Description of the task:
Without the pictures, set down every line of the data exactly.

Records for the exercise:
■ ■ ■

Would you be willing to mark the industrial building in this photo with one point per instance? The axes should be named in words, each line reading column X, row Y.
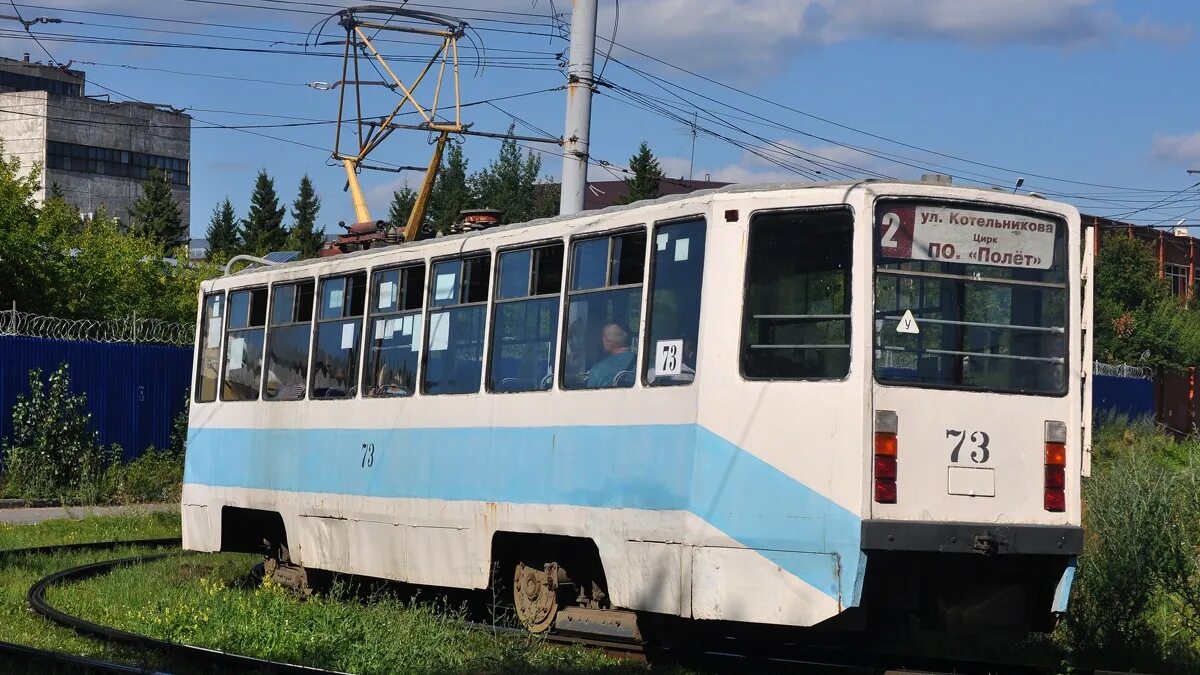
column 96, row 153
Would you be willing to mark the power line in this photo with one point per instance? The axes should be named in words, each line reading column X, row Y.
column 880, row 137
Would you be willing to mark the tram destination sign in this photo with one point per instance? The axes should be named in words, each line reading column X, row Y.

■ ■ ■

Result for this exercise:
Would you be willing to mark the industrial building in this photo with one point per instance? The axes should be named in words, each line reading column X, row Y.
column 96, row 153
Would you be willing to mark the power line in this photo with one point per instance? The axes should be named in words, each line reading column X, row Y.
column 880, row 137
Would you be willing to mark the tram destination sign in this photo with one point per instance? The axes should be named in words, each line reading column X, row Y.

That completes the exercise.